Goal. Reproduce every line of the data below, requests included, with each point coordinate in the answers increased by 38 (both x and y). Omit the pictures from your output.

## start Rows

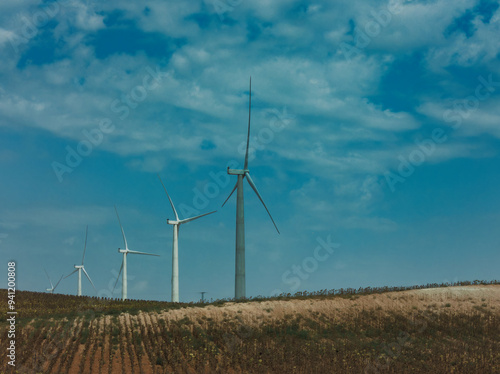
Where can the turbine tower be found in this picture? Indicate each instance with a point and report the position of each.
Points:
(203, 296)
(239, 289)
(175, 245)
(79, 268)
(125, 252)
(52, 287)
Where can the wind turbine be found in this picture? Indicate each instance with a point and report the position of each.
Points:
(175, 245)
(203, 296)
(52, 287)
(79, 268)
(125, 252)
(239, 289)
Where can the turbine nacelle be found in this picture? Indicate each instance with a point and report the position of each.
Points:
(237, 171)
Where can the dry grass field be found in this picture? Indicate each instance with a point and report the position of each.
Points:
(436, 330)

## end Rows

Exercise output.
Where can the turbine tower be found in this picture? Indicate each instance with a point and report the position of each.
Points:
(241, 334)
(277, 327)
(213, 283)
(117, 306)
(163, 290)
(90, 325)
Where can the wind turbine be found in this picture? Indicate each instance with a point and report the position of each.
Points:
(213, 283)
(241, 334)
(90, 325)
(117, 306)
(163, 290)
(277, 327)
Where can the turbine nacelle be found in this picture? Indicate each instance with a point and report the position of each.
Points:
(275, 209)
Where can the dry grass field be found in this picture? Indicate each instance with a point and report the position of each.
Points:
(474, 368)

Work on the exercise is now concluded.